◆ Requirement A
Using the news roundup, answer each question in one line, marked (i), (ii) and (iii):
(i) What was the tally of the Libyan parliament's vote against the cabinet?
(ii) How many homes did Egyptian security forces search?
(iii) By what date does Haiti's constitution require the transfer of presidential power?
◆ Requirement B
Decide whether each statement, marked (i), (ii) and (iii), agrees with the news roundup. Answer yes or no and quote the words of the roundup that settle each one.
(i) The Libyan parliament gave the Presidential Council 10 days to form a smaller cabinet.
(ii) Poland's Law and Justice Party took office in December.
(iii) Haiti's presidential election was postponed because of concerns about violence.
◆ Requirement C
Reproduce the part of the news roundup starting with "UN Secretary General" and going on through "the many delays.".

The internationally-recognized Libyan parliament voted Jan. 25 to reject a proposal by the UN-supported unity government to curb the country's political crisis. In an 89-15 vote, the parliament rejected the cabinet selected by the UN-backed Presidential Council and said the council would be dissolved if it failed to form a new, smaller cabinet in 10 days. Libya's government is currently fractured—the internationally-recognized authorities and parliament in Tobruk, and the rebel-backed authority holding power in Tripoli. The unity government was created by the Libyan Political Agreement in July (formalized in December) and intends to bridge the splintered government. The nine-member PC has the authority to choose the cabinet of the new unity government. Many members of the competing political authorities denounced the agreement as not fairly representative of all Libyan factions.
In anticipation of the fifth anniversary of the start of the Egyptian revolution, authorities have spent the last week clamping down on dissidents in an effort to avoid further political unrest. At the instruction of President Abdel Fattah al-Sisi, Egyptian security forces searched over 5,000 homes, seized activists in public, closed an art gallery, raided a publishing house and arrested a medical doctor in a night-time raid, all as "precautionary measures." Fearing a similar uprising to the one that ousted his predecessor Hosni Mubarak, al-Sisi addressed his critics last month, stating "Why am I hearing calls for another revolution? Why do you want to ruin the nation? I came by your will and your choice and not despite it." Speaking anonymously to the Associated Press, an Egyptian senior security official stated, "We are very concerned and will not allow protests. These movements are aimed at polarizing society and mobilizing the masses against the government."
Thousands of people in Poland on Jan. 23 protested the government's planned changes to the legal code that would increase its surveillance over Polish citizens. The proposed changes to the law, initiated by the ruling Law and Justice Party, would expand the government's power to access digital data and loosen restrictions of using surveillance in law enforcement. The Law and Justice Party has been making moves to gain more control over the judiciary since it took office in November. The European Union has taken notice, launching an investigation into allegations that the Polish government is undermining democratic principles. If Poland were to be found guilty of these allegations, the country would lose voting rights in the EU for a specified period of time.
UN Secretary General Ban Ki-moon on Jan. 23 expressed concern over the delay of Haiti's presidential election and urged political actors to reject all forms of violence. The election, which was to be held the next day, was postponed a day earlier due to concerns of violence, and had already faced past delays as well. The Secretary General further asked political actors to "refrain from any action that can further disrupt the democratic process and stability in the country." The country's constitution mandates that the transfer of presidential power take place by Feb. 7, despite the many delays.

◆ Provided data
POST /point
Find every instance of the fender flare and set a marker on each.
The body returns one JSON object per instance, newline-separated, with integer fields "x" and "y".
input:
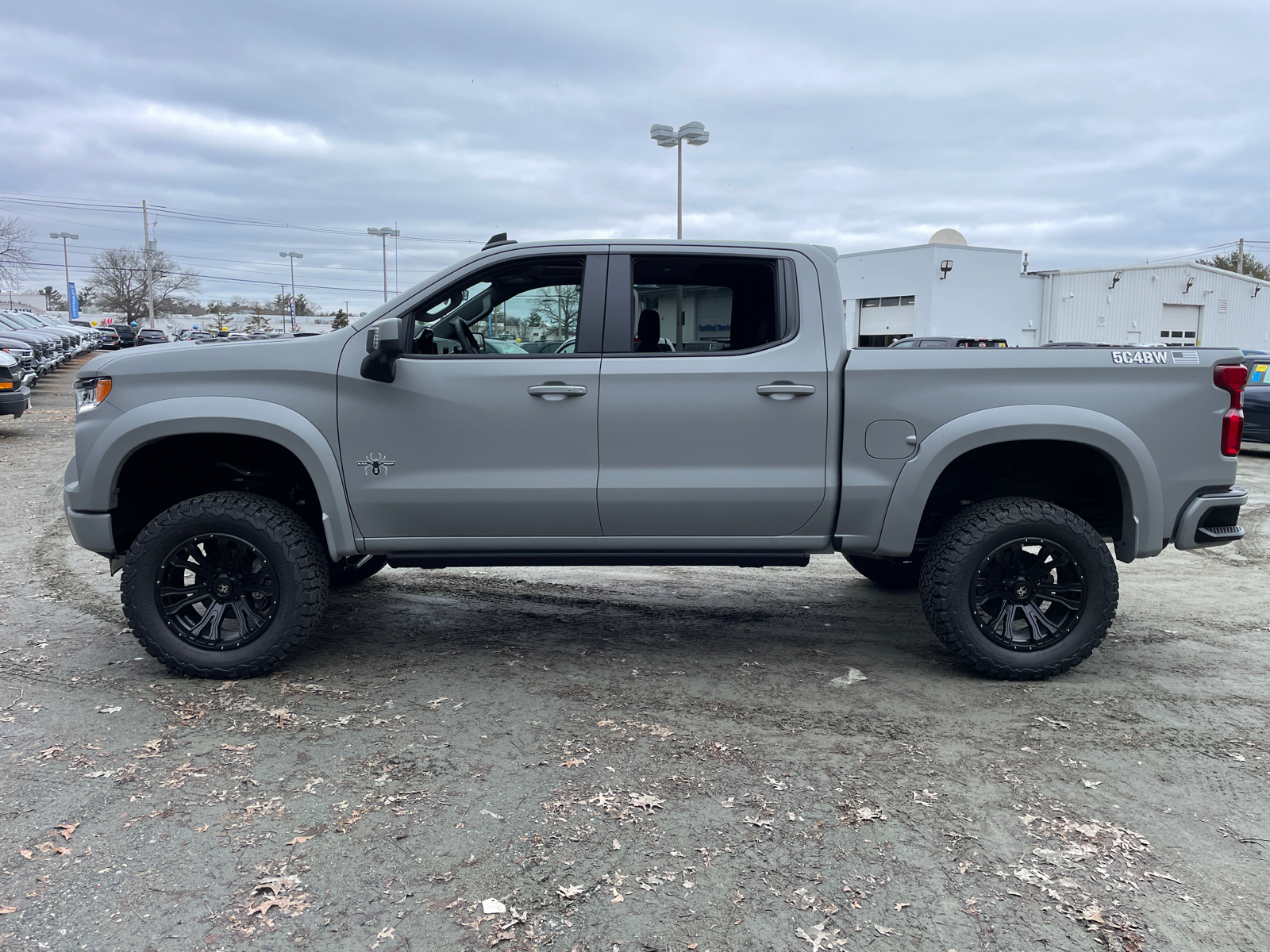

◆ Response area A
(i) 89-15
(ii) Over 5,000
(iii) Feb. 7

◆ Response area B
(i) Yes: "said the council would be dissolved if it failed to form a new, smaller cabinet in 10 days"
(ii) No: "since it took office in November"
(iii) Yes: "was postponed a day earlier due to concerns of violence"

◆ Response area C
UN Secretary General Ban Ki-moon on Jan. 23 expressed concern over the delay of Haiti's presidential election and urged political actors to reject all forms of violence. The election, which was to be held the next day, was postponed a day earlier due to concerns of violence, and had already faced past delays as well. The Secretary General further asked political actors to "refrain from any action that can further disrupt the democratic process and stability in the country." The country's constitution mandates that the transfer of presidential power take place by Feb. 7, despite the many delays.